Instructions to follow. Can you recast the records from the line containing "grass lawn, locate" through the end of the records as a two-column CSV with the header instruction,coordinates and one row per record? Put each record's text and its answer in single quoted fields, with line breaks turned into spaces.

-- START OF Data to use --

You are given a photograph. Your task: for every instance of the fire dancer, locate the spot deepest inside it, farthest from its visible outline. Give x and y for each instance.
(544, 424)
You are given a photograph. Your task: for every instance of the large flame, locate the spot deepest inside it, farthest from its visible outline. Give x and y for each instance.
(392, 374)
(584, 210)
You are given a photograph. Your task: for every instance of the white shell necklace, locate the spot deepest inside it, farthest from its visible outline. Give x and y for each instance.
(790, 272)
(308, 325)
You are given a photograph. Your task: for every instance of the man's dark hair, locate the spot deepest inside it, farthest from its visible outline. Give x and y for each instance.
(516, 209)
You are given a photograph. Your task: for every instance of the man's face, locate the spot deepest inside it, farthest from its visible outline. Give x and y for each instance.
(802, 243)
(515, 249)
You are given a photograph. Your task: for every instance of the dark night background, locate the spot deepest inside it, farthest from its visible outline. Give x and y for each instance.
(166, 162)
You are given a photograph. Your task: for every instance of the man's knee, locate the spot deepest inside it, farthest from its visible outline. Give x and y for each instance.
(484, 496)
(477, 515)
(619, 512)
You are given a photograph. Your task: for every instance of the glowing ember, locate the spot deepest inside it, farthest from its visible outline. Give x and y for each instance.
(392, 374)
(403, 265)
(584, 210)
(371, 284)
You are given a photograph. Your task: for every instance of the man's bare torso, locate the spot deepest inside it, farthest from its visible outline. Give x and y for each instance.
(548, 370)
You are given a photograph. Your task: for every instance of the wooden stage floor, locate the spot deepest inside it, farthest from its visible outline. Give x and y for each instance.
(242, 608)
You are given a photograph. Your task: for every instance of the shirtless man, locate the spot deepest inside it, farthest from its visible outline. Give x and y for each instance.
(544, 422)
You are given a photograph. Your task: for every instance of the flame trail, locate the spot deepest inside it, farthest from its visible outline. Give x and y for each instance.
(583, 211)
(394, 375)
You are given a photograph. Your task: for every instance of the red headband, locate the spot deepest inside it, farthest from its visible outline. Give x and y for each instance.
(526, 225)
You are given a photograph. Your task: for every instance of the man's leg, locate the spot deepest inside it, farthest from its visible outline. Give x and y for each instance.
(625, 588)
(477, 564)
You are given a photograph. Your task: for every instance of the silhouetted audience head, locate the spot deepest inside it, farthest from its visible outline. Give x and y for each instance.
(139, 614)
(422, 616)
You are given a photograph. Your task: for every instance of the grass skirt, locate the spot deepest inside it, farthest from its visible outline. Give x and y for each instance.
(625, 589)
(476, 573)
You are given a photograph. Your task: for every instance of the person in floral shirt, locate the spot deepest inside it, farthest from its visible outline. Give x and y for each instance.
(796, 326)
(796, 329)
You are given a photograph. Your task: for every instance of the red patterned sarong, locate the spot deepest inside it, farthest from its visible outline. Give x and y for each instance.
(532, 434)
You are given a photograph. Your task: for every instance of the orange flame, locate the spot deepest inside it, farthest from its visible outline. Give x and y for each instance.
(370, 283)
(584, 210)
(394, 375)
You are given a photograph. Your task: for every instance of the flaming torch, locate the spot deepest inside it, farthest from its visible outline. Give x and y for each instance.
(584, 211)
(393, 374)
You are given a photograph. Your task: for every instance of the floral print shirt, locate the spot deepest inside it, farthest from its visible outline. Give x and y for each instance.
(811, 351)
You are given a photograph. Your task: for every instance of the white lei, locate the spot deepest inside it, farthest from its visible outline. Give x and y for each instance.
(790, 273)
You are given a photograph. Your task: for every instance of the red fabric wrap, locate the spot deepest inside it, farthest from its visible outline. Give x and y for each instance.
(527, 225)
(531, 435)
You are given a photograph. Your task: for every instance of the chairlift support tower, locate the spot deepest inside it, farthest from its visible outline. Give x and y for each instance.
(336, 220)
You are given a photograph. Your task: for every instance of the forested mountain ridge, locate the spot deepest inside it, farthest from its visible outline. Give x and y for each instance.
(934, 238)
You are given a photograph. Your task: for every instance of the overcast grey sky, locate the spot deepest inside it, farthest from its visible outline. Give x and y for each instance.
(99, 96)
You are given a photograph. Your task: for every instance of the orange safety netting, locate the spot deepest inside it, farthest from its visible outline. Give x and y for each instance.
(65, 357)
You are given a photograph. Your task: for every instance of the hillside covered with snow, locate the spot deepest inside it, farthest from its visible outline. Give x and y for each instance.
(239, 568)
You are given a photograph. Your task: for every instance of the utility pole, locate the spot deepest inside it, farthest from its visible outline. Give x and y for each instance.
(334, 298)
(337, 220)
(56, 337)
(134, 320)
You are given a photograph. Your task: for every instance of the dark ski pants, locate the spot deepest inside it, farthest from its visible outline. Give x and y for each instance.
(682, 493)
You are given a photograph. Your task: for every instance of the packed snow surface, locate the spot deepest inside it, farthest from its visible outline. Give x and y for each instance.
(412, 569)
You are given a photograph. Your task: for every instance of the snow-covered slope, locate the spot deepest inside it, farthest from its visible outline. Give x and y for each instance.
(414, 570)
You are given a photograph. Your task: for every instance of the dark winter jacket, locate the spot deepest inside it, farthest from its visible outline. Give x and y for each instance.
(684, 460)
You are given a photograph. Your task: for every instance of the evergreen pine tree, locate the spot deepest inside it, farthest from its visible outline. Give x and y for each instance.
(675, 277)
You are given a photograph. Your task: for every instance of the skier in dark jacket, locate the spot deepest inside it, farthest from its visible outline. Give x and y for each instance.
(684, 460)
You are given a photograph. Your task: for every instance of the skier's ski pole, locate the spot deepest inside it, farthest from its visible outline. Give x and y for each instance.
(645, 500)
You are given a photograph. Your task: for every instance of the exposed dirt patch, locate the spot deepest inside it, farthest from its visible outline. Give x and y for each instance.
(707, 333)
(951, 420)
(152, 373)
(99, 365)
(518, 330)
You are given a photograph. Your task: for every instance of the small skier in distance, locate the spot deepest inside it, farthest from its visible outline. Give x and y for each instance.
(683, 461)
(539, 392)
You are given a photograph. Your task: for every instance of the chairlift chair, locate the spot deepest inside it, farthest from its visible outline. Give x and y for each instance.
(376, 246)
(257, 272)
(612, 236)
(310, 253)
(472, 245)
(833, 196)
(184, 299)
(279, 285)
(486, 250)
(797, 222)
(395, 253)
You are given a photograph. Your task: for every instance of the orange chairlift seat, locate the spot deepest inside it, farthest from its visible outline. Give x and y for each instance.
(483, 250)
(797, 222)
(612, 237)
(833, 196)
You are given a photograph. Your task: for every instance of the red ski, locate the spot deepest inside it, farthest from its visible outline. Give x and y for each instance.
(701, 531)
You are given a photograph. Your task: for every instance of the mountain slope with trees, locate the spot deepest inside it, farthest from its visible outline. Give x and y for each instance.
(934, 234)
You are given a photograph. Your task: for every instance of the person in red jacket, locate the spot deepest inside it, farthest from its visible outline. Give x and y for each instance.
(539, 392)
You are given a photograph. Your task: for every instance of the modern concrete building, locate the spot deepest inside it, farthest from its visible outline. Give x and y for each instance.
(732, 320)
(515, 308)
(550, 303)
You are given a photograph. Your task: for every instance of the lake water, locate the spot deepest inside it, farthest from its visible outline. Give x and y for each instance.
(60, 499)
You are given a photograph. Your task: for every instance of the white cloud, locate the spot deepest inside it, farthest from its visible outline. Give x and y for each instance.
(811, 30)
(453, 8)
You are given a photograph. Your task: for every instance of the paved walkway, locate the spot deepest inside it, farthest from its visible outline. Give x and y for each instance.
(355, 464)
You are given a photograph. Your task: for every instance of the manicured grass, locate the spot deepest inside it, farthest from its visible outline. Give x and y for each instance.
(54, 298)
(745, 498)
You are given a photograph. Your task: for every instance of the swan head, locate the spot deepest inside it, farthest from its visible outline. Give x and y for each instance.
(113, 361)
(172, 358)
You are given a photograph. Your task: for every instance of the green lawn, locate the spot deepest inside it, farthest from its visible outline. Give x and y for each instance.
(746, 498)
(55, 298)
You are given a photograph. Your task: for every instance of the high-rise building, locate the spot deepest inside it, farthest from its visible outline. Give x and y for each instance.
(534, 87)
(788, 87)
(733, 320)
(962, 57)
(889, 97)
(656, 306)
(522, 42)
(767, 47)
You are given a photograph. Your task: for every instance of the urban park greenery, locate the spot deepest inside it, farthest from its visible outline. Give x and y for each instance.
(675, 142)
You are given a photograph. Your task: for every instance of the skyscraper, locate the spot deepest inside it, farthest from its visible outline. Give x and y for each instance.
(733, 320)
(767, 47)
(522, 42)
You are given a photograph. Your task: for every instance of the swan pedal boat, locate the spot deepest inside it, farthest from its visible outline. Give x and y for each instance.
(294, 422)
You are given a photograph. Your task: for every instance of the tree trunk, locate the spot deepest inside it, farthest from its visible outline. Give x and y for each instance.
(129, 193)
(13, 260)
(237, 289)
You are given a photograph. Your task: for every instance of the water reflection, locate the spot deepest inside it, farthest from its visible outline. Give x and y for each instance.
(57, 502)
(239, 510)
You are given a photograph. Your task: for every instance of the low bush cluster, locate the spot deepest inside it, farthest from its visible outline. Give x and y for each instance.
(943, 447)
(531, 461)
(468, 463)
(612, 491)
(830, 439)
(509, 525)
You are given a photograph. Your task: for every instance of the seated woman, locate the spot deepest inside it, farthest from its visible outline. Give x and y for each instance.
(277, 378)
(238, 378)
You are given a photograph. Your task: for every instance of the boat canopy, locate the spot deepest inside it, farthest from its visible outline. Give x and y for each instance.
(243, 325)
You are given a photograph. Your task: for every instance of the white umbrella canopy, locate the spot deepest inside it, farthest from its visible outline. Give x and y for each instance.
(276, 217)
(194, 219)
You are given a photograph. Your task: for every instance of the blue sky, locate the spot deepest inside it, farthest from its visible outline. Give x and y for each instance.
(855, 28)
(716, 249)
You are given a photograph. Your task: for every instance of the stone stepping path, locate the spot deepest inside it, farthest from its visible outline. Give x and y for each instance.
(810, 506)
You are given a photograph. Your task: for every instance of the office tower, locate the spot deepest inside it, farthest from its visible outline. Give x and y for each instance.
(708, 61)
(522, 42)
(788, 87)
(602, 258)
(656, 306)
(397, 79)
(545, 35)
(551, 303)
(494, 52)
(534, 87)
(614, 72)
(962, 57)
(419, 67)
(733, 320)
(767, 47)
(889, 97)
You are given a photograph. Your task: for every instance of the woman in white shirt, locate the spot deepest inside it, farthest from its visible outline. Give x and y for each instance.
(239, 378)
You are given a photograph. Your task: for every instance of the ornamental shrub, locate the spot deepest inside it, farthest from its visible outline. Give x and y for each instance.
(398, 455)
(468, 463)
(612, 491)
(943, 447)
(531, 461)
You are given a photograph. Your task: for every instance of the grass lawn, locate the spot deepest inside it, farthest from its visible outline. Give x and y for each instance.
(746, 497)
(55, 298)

-- END OF Data to use --

Solution for this problem.
instruction,coordinates
"You are given a photograph. Your task: for every instance of the grass lawn, locate the spot deepest inside it, farthest from its visible outline. Give x and y for each instance.","(746, 497) (55, 298)"